— DIRECTIONS —
Copy each line of the entries that includes the word "post".

[Source data]
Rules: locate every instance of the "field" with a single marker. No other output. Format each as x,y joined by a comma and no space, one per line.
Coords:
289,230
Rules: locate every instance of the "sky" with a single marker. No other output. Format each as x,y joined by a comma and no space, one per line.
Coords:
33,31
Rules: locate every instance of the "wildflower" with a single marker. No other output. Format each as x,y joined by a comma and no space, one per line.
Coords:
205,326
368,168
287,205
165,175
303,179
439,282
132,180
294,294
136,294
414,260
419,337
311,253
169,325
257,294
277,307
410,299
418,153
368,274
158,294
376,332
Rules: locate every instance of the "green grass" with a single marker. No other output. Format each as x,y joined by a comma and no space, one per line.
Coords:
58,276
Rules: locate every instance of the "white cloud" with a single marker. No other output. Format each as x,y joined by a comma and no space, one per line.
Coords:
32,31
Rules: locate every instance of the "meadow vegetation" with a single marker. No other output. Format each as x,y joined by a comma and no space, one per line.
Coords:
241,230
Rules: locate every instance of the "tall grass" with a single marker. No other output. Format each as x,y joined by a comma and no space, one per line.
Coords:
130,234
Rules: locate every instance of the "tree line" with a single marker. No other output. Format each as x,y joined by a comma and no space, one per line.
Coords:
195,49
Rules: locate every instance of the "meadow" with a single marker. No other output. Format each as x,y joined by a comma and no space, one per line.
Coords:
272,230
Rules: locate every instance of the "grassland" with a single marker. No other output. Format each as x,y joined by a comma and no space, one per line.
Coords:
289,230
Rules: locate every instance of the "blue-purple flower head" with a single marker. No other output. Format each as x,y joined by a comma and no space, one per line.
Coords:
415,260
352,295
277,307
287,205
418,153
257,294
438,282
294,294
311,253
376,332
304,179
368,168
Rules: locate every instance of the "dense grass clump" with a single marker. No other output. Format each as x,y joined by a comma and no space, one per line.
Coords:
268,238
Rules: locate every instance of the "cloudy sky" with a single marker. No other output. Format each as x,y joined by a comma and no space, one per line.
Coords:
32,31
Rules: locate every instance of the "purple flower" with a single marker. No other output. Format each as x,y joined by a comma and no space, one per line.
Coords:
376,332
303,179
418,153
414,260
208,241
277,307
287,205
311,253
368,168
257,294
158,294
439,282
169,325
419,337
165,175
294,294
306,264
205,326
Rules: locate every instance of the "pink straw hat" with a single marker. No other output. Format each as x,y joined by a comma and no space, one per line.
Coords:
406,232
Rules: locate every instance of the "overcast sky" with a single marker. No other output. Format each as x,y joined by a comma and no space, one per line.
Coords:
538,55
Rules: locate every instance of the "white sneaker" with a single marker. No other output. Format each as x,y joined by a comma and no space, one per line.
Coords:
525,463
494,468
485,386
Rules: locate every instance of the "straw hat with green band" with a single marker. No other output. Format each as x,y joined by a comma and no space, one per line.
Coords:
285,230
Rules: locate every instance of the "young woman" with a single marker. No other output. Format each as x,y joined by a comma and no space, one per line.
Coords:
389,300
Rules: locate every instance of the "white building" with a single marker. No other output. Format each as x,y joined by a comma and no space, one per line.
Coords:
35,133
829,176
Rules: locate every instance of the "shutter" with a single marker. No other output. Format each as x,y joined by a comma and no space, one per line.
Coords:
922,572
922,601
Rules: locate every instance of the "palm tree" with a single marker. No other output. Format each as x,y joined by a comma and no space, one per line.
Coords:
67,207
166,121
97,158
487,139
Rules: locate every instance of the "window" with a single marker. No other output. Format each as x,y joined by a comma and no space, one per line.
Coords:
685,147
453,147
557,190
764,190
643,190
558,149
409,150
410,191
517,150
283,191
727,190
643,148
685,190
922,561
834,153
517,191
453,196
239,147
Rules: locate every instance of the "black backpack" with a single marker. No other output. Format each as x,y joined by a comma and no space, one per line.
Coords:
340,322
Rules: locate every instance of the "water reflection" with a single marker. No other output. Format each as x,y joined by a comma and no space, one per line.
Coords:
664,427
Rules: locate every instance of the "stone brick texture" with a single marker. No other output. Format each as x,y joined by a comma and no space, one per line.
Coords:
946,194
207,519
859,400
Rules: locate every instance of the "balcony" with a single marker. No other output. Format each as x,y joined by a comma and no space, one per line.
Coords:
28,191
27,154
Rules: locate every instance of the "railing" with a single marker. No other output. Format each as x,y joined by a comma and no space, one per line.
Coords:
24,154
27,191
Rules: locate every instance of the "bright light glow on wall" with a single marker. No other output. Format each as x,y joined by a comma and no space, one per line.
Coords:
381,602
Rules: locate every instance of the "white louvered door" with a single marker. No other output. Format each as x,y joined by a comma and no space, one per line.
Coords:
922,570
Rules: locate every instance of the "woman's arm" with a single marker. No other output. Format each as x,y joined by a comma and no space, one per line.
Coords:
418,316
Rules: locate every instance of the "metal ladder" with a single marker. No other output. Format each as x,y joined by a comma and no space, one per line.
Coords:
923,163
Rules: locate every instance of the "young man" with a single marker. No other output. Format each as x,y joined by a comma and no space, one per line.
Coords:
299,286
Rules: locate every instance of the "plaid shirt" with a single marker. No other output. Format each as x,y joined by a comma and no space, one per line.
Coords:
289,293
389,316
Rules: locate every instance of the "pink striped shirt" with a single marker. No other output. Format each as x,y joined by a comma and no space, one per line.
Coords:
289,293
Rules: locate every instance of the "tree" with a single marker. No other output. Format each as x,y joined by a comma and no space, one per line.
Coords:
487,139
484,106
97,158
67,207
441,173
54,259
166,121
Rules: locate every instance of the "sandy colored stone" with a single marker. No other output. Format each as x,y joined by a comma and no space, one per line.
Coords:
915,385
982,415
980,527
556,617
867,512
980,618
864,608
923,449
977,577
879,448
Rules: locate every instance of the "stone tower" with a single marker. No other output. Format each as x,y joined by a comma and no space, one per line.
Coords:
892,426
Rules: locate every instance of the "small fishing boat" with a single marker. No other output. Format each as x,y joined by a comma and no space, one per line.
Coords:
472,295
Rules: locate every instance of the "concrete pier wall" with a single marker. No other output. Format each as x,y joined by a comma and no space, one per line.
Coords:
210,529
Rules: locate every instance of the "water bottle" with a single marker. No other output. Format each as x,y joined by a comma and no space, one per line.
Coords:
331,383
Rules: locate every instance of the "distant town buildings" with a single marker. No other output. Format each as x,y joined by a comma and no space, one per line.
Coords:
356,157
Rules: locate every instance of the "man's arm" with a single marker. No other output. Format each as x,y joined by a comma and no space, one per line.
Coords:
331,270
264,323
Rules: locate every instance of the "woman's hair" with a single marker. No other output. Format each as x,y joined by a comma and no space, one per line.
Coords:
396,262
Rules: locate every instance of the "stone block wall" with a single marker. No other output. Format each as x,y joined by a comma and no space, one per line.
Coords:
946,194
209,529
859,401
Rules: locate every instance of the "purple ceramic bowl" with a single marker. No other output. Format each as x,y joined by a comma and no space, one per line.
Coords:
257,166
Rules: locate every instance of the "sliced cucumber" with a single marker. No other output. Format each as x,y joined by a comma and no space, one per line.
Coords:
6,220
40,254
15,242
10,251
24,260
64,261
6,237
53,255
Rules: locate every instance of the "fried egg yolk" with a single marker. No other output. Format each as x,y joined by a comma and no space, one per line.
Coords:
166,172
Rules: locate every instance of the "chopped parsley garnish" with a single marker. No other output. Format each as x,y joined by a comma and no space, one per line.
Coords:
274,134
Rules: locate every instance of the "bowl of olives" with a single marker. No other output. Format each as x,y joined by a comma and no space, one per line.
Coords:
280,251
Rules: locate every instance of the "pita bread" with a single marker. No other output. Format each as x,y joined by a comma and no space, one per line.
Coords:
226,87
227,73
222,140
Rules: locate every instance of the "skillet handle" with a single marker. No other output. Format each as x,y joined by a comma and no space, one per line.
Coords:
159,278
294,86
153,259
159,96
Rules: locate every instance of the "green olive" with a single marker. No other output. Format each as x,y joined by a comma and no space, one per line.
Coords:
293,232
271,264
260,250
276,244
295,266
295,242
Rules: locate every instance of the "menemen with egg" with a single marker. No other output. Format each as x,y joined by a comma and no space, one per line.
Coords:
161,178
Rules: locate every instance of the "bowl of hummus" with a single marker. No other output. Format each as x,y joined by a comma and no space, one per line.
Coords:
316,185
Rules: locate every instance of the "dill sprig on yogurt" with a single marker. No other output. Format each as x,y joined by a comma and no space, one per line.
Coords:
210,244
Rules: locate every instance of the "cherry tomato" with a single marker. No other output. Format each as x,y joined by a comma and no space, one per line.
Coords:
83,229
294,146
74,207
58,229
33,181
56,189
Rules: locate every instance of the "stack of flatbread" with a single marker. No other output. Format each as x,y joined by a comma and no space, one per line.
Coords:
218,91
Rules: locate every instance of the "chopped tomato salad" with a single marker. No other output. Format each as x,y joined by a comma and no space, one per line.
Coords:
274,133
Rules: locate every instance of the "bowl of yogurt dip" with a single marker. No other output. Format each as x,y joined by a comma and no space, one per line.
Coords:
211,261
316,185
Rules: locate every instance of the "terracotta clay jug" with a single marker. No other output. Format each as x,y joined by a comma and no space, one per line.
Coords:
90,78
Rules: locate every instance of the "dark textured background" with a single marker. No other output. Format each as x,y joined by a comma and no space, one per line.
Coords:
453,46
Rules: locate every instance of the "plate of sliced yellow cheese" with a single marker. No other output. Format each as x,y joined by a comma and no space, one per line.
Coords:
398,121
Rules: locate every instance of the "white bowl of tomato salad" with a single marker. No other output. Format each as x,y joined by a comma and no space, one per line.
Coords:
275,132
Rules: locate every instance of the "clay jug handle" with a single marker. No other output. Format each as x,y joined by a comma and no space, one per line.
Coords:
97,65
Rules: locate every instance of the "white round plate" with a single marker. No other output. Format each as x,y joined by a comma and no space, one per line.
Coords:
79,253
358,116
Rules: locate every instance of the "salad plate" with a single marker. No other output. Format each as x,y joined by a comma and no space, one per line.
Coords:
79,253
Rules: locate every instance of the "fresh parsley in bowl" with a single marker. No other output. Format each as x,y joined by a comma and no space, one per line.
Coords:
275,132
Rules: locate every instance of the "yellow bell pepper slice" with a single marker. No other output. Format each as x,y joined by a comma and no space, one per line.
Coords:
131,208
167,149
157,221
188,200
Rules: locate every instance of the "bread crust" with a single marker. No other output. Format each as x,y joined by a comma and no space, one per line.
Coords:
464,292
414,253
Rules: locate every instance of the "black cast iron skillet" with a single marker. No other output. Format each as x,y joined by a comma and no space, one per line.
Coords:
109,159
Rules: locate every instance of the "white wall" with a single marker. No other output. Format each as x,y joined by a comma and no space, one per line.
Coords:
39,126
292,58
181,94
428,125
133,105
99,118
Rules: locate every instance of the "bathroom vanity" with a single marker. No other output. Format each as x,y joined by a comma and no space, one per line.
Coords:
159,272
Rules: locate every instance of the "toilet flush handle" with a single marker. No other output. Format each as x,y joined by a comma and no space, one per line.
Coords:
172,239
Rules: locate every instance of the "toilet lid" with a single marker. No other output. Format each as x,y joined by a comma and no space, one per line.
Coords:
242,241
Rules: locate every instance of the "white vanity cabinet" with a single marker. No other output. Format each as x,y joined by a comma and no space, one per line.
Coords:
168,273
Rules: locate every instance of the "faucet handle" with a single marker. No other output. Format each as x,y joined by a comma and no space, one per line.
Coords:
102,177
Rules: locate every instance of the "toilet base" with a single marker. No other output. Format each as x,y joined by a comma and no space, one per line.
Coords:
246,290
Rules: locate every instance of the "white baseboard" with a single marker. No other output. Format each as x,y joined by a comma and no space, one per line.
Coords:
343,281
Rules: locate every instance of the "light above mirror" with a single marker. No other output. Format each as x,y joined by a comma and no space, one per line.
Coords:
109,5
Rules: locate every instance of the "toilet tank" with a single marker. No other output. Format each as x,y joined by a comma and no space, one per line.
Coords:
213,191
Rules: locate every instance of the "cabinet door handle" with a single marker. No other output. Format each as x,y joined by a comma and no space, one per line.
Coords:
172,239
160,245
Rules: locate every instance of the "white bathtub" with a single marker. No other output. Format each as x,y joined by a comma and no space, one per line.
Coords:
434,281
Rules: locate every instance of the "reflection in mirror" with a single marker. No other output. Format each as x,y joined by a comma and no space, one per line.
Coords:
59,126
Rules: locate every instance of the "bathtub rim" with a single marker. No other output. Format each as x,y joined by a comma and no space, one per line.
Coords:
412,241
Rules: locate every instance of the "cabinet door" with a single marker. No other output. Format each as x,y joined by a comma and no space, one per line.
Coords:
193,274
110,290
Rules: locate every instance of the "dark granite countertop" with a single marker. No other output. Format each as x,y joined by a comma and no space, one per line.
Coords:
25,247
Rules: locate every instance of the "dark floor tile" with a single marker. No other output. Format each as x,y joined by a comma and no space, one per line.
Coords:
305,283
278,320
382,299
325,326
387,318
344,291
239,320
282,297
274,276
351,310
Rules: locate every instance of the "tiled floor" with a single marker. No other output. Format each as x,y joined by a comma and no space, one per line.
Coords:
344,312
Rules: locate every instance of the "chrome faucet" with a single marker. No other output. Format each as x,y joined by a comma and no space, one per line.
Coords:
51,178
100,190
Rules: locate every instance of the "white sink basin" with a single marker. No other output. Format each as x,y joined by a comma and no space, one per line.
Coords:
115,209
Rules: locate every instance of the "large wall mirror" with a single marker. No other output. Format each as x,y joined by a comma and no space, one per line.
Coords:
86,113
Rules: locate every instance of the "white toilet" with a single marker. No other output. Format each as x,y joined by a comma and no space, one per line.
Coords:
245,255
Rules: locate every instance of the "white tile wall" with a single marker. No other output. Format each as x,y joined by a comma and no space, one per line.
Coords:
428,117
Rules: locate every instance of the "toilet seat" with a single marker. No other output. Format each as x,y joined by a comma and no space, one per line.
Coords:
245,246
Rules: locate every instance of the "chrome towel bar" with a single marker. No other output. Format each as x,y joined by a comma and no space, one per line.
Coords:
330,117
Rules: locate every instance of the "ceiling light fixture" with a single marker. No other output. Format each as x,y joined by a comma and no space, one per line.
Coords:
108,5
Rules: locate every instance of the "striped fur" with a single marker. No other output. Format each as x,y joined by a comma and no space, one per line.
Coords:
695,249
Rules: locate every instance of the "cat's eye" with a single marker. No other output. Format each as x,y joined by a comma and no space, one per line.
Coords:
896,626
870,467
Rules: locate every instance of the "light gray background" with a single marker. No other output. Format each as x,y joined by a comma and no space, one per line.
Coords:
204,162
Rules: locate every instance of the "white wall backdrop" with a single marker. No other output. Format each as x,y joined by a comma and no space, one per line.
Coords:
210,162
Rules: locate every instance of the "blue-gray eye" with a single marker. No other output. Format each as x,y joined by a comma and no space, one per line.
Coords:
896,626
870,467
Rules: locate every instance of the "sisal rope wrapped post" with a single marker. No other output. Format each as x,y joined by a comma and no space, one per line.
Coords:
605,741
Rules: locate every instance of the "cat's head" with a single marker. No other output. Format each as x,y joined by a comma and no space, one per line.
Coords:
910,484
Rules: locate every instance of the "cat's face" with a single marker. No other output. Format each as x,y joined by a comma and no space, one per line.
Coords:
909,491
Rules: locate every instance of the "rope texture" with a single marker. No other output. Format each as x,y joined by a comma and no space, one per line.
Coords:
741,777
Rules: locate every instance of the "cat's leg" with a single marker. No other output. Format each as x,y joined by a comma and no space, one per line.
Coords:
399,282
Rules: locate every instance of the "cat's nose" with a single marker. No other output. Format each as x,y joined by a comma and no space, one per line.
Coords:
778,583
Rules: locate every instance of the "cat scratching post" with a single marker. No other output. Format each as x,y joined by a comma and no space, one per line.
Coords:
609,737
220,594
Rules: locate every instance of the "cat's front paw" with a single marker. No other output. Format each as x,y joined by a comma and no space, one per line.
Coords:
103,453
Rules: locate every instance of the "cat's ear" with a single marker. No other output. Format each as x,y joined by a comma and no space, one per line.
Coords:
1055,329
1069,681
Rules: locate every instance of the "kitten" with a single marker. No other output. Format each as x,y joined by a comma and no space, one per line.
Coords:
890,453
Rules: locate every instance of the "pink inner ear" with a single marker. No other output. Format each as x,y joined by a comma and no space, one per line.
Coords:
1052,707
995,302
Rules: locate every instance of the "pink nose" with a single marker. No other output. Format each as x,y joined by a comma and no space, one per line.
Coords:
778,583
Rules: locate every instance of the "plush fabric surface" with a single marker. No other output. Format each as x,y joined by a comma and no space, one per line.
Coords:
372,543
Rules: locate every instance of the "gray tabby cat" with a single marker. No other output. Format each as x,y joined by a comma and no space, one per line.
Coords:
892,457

— SOLUTION BELOW —
Rules: locate every instance of the "sisal rope wrapped post" with a single marker. No other output. Format each as x,y joined by a comma and no space, one per line.
Rules: locate every instance of the "cat scratching post" with a single marker. No other output. Format each as x,y joined by a comma and no space, one per line.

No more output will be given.